Aim of the exercise: Repeat the data verbatim, images excluded.

Start of Records to use

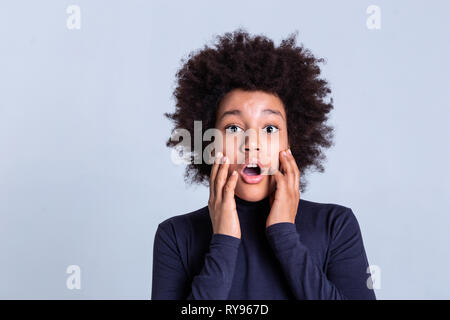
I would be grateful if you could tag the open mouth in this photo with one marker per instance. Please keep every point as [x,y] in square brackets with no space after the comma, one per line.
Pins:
[251,173]
[252,170]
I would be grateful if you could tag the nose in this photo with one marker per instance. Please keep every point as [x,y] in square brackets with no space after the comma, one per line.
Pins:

End of Records to use

Finished task:
I would be grateful if you could tag the open mouth in this photo with one marker per instance. Please keep every point as [x,y] in square brackets with no space after the comma, one per line.
Pins:
[251,173]
[252,170]
I would be grateful if you could tag the nose in this photo with one marker per instance. Please keep every point as [x,y] in square brackets with no space after the comma, one per line.
Pins:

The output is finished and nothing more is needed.